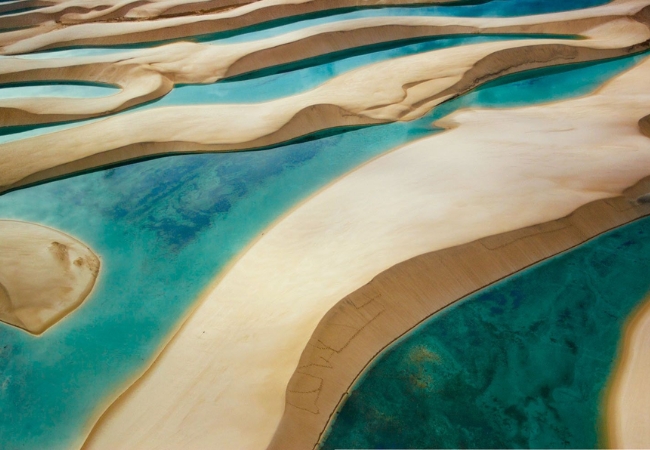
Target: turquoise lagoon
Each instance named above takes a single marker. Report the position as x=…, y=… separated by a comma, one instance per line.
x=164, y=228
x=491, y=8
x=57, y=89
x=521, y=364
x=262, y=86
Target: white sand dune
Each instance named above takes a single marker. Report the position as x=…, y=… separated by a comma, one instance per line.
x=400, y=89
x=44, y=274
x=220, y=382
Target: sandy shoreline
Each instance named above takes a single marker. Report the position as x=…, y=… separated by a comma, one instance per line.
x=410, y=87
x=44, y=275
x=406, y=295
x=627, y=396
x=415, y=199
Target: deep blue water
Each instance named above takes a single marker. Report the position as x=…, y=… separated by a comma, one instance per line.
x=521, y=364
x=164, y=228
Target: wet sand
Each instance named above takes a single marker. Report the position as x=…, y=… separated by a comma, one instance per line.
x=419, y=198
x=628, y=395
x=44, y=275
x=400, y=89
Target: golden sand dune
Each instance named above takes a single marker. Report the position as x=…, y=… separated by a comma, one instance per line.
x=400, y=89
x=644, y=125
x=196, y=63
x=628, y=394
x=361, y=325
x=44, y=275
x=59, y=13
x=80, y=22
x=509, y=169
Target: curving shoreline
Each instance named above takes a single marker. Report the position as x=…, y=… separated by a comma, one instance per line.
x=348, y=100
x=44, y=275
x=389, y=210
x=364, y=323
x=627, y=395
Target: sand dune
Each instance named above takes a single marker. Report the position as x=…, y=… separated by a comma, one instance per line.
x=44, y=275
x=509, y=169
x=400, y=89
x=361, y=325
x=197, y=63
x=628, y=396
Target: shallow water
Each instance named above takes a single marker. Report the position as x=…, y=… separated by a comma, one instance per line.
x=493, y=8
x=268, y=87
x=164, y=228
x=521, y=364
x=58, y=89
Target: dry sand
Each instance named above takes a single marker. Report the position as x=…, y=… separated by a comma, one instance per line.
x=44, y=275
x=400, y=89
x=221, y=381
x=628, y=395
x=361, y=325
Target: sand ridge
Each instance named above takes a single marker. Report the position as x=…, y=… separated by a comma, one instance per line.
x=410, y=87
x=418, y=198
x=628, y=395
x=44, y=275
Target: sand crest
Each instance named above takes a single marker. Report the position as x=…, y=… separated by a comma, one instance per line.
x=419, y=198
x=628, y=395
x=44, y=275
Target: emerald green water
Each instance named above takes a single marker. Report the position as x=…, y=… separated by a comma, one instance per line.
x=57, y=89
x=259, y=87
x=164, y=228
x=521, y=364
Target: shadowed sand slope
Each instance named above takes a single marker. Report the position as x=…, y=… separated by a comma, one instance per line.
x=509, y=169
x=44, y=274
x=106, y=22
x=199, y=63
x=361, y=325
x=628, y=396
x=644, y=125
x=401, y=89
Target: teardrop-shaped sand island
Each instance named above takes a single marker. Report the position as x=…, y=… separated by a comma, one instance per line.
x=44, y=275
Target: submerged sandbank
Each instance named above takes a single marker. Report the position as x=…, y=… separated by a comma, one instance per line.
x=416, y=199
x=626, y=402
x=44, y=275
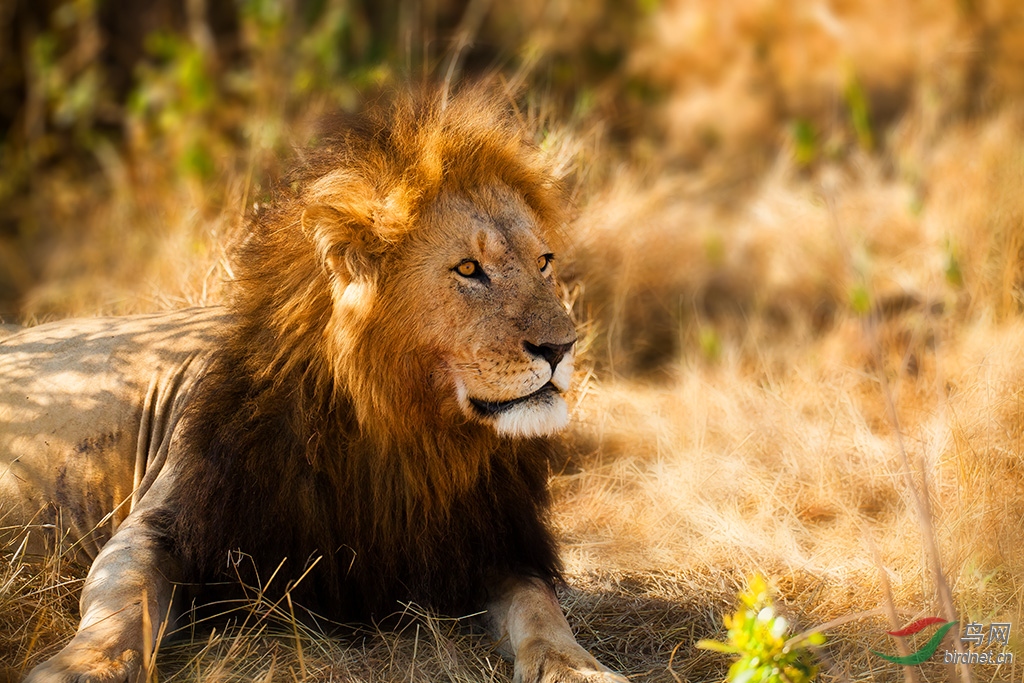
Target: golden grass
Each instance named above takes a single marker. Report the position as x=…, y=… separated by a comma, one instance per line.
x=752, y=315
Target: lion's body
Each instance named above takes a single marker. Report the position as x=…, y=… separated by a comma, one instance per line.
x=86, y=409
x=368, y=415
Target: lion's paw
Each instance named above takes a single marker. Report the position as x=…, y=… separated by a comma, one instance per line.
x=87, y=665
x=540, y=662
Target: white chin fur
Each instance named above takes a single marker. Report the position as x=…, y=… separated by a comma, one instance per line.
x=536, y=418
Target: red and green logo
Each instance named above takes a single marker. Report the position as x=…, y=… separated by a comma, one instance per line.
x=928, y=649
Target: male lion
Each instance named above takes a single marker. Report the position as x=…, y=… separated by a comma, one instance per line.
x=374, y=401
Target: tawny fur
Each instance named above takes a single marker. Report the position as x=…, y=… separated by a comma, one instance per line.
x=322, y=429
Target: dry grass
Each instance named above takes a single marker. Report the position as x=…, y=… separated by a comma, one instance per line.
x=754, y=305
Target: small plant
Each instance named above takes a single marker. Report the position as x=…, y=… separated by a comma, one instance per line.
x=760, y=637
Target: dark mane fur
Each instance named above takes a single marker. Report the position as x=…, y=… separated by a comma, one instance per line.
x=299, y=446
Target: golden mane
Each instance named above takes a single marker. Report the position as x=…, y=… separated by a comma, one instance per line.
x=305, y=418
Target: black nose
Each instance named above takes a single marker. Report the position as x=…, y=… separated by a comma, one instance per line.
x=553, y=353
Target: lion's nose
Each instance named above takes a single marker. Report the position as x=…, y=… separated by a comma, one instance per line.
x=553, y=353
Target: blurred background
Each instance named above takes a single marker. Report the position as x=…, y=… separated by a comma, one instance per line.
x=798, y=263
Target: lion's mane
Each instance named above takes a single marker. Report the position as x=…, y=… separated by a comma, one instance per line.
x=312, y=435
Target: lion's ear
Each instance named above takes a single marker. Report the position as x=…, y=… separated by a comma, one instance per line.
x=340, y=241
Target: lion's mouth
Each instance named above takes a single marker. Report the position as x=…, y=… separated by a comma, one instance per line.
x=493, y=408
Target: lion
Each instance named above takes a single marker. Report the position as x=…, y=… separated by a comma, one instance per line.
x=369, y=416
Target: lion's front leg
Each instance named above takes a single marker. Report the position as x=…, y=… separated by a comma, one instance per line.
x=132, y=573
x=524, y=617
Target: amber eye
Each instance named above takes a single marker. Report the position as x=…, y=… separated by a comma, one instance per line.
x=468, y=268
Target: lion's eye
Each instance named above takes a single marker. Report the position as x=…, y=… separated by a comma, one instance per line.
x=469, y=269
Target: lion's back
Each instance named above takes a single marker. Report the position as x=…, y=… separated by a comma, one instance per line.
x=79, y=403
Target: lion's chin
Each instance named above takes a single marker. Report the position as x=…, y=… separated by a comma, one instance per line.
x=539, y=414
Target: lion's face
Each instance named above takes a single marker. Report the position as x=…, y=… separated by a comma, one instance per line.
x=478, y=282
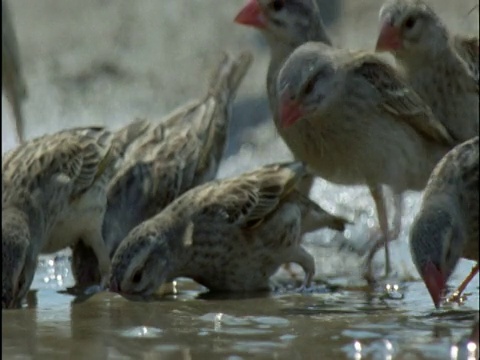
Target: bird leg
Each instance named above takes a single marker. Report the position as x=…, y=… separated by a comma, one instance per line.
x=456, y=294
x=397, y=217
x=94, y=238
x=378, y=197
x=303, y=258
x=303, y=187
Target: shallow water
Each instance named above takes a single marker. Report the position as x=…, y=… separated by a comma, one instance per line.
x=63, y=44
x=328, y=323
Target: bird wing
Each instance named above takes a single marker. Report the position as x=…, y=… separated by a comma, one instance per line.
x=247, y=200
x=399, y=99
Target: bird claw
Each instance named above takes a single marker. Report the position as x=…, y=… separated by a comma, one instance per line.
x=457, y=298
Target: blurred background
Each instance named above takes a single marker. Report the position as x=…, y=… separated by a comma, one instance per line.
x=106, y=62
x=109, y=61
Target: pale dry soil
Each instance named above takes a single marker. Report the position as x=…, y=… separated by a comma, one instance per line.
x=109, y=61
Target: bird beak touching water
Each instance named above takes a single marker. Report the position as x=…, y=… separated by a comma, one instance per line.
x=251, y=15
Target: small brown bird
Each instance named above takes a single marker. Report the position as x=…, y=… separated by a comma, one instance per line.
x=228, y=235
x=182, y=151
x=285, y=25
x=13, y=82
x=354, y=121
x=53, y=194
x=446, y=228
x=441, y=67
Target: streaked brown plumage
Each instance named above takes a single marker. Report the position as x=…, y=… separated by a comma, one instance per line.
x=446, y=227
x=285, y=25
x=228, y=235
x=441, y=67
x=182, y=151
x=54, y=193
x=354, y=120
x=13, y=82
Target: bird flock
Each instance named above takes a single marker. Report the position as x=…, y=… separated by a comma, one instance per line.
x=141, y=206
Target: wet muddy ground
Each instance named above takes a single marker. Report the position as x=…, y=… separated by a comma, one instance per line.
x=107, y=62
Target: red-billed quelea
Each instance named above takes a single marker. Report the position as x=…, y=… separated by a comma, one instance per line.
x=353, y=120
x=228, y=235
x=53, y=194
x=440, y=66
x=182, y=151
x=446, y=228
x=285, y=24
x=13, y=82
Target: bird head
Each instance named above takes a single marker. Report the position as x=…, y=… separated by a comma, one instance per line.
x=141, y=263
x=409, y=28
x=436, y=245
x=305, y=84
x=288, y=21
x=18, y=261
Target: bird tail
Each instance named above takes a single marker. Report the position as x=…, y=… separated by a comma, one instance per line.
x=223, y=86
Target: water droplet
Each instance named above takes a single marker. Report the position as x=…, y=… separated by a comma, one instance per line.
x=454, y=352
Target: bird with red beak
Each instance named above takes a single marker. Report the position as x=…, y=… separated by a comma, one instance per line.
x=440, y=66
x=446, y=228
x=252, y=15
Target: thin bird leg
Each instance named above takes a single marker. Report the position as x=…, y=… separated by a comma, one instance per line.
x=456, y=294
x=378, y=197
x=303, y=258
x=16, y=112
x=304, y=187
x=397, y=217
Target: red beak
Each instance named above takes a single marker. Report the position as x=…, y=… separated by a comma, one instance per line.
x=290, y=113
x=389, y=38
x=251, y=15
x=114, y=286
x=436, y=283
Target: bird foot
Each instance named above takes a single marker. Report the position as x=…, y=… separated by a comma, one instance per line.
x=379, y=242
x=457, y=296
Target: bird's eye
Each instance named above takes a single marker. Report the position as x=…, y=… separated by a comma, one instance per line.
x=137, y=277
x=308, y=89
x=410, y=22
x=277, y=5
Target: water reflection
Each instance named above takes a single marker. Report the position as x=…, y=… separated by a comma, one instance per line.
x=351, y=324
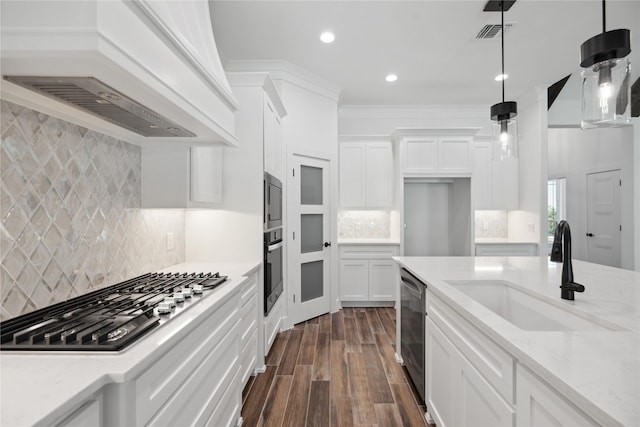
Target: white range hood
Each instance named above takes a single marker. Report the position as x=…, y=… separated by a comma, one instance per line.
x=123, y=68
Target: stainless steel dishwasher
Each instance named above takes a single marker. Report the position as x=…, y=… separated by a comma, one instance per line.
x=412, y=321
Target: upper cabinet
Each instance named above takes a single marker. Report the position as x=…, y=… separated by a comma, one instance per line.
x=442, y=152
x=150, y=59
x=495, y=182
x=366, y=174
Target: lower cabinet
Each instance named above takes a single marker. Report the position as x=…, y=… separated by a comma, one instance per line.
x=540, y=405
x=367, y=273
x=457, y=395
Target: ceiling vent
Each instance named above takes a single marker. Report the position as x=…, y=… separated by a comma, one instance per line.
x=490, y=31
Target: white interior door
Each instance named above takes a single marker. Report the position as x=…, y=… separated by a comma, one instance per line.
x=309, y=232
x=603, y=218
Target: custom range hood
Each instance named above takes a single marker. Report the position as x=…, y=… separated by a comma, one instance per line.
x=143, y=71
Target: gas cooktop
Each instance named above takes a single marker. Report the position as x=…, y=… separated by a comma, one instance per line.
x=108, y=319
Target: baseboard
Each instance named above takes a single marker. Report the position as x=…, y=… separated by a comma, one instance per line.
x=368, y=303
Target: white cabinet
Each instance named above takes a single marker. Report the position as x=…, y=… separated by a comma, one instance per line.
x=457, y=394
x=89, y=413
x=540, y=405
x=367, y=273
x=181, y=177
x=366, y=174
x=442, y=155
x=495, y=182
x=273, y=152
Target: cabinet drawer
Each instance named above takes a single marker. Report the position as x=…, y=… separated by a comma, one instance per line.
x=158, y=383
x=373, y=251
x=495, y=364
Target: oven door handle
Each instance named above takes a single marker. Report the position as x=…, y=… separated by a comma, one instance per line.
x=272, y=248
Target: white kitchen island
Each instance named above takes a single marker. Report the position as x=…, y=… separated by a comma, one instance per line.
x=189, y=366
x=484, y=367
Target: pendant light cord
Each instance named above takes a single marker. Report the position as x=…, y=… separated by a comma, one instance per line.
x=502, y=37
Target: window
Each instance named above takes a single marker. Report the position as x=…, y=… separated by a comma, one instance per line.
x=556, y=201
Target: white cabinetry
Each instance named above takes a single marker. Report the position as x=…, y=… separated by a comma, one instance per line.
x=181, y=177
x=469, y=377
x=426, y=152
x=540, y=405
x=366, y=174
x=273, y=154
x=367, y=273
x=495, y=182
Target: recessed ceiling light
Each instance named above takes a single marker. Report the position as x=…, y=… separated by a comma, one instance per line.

################

• Prompt: Write out the records word for word, from the line containing "Target: tawny fur" up to and including the line containing "x=305, y=418".

• Exercise solution:
Target: tawny fur
Each instance named above takes a single marker. Report the position as x=…, y=… separated by a comma, one instance per line.
x=322, y=429
Target: dry grass
Each instance named above takes a single marker. Report the position as x=…, y=… separated by a comma, one instance per line.
x=754, y=305
Target: small plant
Each instance named above takes a single marker. Report the position as x=…, y=… separated by a comma, one instance per line.
x=760, y=637
Target: dark mane fur
Each instance named above takes a single marker. Report the position as x=…, y=… separated by a comma, one instance per line.
x=299, y=446
Target: golden mane
Each instance named above takes a single marker. Report the position as x=…, y=… separated by a comma, one instance per line.
x=305, y=418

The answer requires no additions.